§ EXERCISE DETAILS: Repeat the listing that follows, character for character, minus the pictures.

§ MATERIAL TO PROCESS:
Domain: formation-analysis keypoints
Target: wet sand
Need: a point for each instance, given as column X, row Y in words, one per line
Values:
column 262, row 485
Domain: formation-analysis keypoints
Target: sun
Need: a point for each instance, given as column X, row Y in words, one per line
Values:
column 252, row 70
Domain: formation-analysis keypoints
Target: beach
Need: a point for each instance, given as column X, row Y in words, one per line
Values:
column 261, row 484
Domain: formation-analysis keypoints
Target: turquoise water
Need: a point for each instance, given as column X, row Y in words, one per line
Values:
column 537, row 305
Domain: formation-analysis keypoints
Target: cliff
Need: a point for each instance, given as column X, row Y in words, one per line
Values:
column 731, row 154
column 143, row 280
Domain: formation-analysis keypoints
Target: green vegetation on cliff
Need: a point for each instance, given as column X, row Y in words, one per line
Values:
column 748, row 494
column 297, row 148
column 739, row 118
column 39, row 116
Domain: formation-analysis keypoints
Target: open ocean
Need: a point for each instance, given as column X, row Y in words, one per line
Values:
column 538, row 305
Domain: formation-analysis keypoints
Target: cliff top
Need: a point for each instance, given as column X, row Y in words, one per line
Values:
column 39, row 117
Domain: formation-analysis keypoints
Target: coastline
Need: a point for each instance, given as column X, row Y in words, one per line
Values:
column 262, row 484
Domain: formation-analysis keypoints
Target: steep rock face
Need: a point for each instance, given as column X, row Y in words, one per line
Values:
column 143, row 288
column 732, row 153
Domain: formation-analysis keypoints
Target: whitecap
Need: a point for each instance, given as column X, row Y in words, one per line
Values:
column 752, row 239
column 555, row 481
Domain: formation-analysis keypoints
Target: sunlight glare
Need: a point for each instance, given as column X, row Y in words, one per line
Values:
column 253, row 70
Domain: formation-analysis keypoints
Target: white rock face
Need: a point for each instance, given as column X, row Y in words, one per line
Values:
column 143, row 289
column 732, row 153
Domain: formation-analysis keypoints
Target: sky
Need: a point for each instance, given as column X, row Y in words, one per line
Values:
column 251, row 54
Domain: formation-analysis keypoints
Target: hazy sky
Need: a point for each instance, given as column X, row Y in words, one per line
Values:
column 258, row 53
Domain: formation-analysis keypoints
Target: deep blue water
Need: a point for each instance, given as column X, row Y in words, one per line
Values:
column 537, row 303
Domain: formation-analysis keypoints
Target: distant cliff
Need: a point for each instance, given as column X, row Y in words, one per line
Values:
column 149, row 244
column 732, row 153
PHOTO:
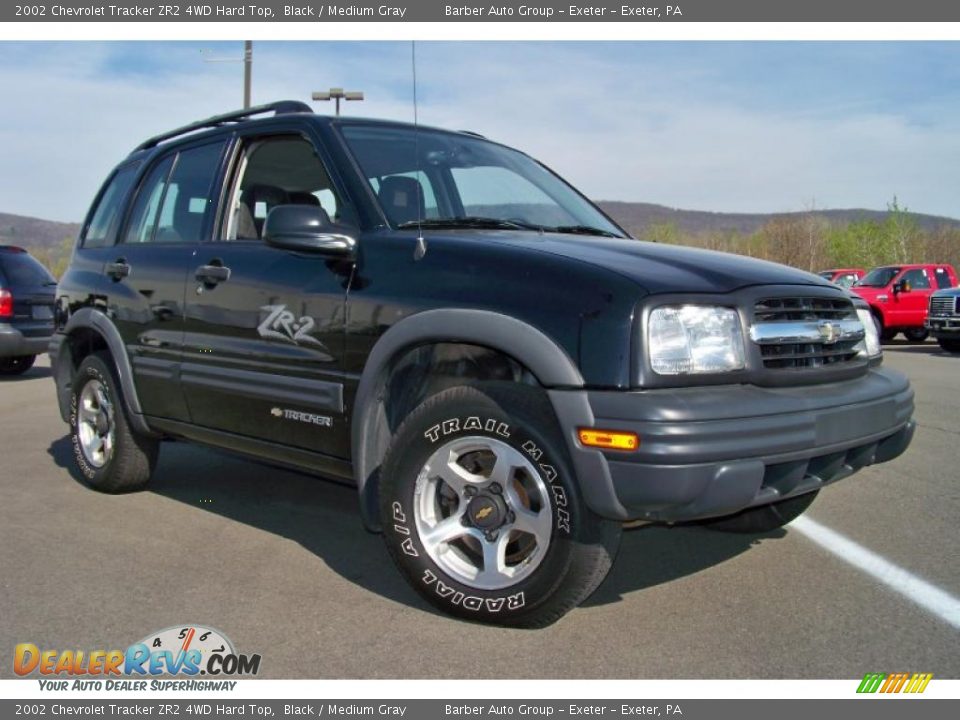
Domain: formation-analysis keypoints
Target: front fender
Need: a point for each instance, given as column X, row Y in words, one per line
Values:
column 548, row 362
column 98, row 322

§ EXERCISE RESULT:
Domain: formation-analysis keypoints
Target: wet sand
Need: a point for each instance, given as column X, row Y in words, one per line
Values:
column 262, row 485
Domain: formation-analysis keypoints
Target: sun
Need: a point for each instance, given as column X, row Y in words, one per line
Values:
column 252, row 70
Domain: formation-analysis keypoints
Target: beach
Need: a point for each instance, given as column X, row Y in words, one per line
Values:
column 261, row 484
Domain: formation-analysis keypoints
Target: turquoise water
Need: a point for each instance, given as column X, row Y in words, one per line
Values:
column 537, row 305
Domain: formation-analysis keypoints
Target: cliff
Need: a point for each instance, given as column X, row Y in words, one per line
Values:
column 731, row 154
column 143, row 280
Domain: formation-analysis keypoints
Target: green vegetation on cliff
Need: a point for each instance, given as column X, row Y in words, one per line
Values:
column 748, row 494
column 297, row 148
column 739, row 118
column 39, row 116
Domain: formation-analysis keypoints
Target: open ocean
Need: a point for each instance, given as column X, row Y in words, one per line
Values:
column 538, row 305
Domain: formation-analysis keypoints
Target: cliff top
Need: a point for each instance, given as column X, row Y in words, one per line
Values:
column 39, row 117
Domain: formation-analysis keypoints
Target: coastline
Need: a point for each instance, given as column X, row Y in words, one per line
Values:
column 262, row 484
Domain: formation-analysis keypoints
Target: steep rock face
Need: a point for each instance, given as column X, row Y in words, one per line
Values:
column 143, row 288
column 732, row 153
Domain: formation-analysis keypoints
Target: whitecap
Need: a point for each instance, given as column X, row Y in words, one per line
Values:
column 752, row 239
column 555, row 481
Domain: formation-analysis keypoints
Target: sunlight glare
Need: a point for each instance, given as column X, row Y in words, one per line
Values:
column 253, row 70
Domain: formation-analysis keypoints
Target: white rock face
Need: a point for each instance, given as column X, row Y in words, one per line
Values:
column 143, row 289
column 732, row 153
Domain: formation-analysis keypoints
Target: sky
Need: a point for each instance, given as column X, row Y in words, one per line
Values:
column 251, row 54
Domain: formation-analysis keypoints
Target: hazy sky
Need: a point for each instance, given as column X, row Y in words, one per line
Values:
column 258, row 53
Domain: formation-analysis keypoints
Target: deep blue water
Need: a point for each instance, given as column X, row Y in words, one per line
Values:
column 537, row 303
Domain: formation-analysis keypoints
Target: distant cliff
Need: a point for each instance, given as column X, row Y in words, one per line
Values:
column 149, row 244
column 732, row 153
PHOTO:
Domain: formation-analysis keypoints
Target: front fender
Need: a point for each instance, given as column X, row Y in words, one per line
Values:
column 548, row 362
column 98, row 322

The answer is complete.